------ Supplied passage ------
Problem Solving

Hi Kaustubhk,

This question is NOT a typical probability question, so you have to note the specific language that is used and then do the appropriate work/math. As an aside, it's highly unlikely that you will be asked about this on the Official GMAT.

We're told that Harvey flips a coin UNTIL he gets 'tails' (at which point he stops) and that he flipped no more than 3 times. Here are the possible outcomes based on THAT description (and the probability of each individual outcome occurring).

T = 1/2
HT = (1/2)(1/2) = 1/4
HHT = (1/2)(1/2)(1/2) = 1/8

1/2 + 1/4 + 1/8 = 7/8

In simple terms, you can take this result to mean "with up to 3 tosses, there are 8 outcomes and 7 of them 'end in tails'." Of those 7 outcomes that 'end in tails', only 1 of them (re: HHT) matches the result that we're looking for. Thus, the probability of this specific event - under the specific condition that he stops flipping once he hits 'tails' - is 1/7.
------ Provided data ------
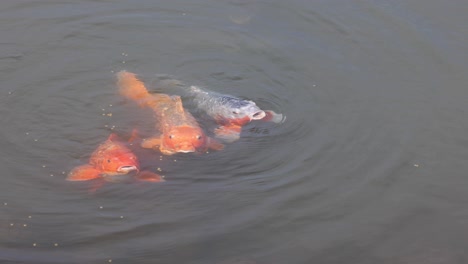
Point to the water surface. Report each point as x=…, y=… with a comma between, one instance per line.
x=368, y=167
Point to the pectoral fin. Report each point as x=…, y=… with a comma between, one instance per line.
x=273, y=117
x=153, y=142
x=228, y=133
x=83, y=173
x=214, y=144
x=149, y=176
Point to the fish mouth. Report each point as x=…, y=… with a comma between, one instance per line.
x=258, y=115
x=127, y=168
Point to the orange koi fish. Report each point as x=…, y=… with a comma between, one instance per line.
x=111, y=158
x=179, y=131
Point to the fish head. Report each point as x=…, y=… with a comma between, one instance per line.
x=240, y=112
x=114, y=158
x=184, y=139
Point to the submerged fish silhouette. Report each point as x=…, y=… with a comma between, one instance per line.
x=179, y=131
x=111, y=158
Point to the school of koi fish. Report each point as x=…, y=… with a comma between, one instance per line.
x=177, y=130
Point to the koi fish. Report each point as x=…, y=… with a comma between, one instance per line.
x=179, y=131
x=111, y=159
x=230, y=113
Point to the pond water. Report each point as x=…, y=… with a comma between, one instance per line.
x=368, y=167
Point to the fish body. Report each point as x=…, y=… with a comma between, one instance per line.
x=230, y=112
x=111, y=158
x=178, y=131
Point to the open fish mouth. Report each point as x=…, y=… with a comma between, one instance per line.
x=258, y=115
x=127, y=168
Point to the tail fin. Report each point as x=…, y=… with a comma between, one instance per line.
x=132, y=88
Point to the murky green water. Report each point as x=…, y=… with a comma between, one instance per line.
------
**Work required:** Extend the forum reply on coin-flip probability, starting right after its final sentence. The lines are separate material and have no connection to the coin-flip probability reply.

**Response:**
Final Answer: D

GMAT assassins aren't born, they're made,
Rich

Kaustubhk wrote: ↑

Sun May 21, 2017 1:10 am

Harvey flipped a fair coin until he got tails, at which point he stopped. If Harvey stopped after no more than three flips, what is the probability that he didn't get tails until his third flip?

A. 1/2

B. 1/3

C. 1/4

D. 1/7

E. 1/8

Here the OA is D


My Approach: The question says he didn't get tails until his third flip. In this case the scenario is HHT.

Probability of coins being flipped three times is 1/8.

Since we have just one set 1*(1/8) = 1/8.

What is wrong in the above approach?

Harvey stopped if he had any of the following outcomes:

T, HT, HHT

The probability of the first outcome is P(T) = 1/2. The probability of the second outcome is P(HT) = 1/2 x 1/2 = 1/4. The probability of the third outcome is P(HHT) = 1/2 x 1/2 x 1/2 = 1/8.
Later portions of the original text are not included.